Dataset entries
════════
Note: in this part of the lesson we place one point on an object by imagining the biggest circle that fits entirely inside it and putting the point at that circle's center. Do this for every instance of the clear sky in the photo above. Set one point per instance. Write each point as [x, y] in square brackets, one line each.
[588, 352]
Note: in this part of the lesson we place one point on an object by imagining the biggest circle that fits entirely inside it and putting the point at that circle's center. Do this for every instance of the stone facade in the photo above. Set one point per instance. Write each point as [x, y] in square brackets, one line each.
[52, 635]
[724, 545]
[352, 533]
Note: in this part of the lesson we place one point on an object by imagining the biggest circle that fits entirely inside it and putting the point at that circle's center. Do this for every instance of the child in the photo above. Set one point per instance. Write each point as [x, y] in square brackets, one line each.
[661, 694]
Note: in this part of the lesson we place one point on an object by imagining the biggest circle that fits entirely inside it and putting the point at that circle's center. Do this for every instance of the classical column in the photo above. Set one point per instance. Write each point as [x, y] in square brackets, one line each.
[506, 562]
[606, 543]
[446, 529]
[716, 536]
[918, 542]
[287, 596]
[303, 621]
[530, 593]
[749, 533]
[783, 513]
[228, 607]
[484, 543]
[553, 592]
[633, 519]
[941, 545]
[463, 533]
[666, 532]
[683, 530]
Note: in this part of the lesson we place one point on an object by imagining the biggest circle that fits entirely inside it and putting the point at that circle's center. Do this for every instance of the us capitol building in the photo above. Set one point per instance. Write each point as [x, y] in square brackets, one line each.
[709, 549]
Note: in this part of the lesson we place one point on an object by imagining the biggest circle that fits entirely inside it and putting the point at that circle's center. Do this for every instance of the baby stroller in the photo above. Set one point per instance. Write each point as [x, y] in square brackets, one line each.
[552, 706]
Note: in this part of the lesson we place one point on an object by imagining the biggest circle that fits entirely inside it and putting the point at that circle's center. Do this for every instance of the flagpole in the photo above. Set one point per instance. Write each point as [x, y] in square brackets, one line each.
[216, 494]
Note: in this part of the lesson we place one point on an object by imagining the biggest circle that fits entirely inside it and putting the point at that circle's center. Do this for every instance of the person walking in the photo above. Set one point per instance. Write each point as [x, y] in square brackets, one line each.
════════
WORK TO DO — Write out the material again from the line with "of the flagpole" through the end, swapping "biggest circle" for "largest circle" and leaving everything else unchanged.

SOLUTION —
Note: in this part of the lesson we place one point on an object by imagining the largest circle that fits entirely inside it and putting the point at that circle's center. Do this for every instance of the flagpole in the photo above. Set one point per instance. Write each point as [x, y] in square brackets, one line each.
[216, 494]
Note: in this part of the lesson we place one point on an object by imagining the largest circle that fits entirely inside it and putting the point at that circle's center. Do this for every instance of the person walking in the photo above. Set one point per instance. Write each point as [x, y] in square brackets, one line each.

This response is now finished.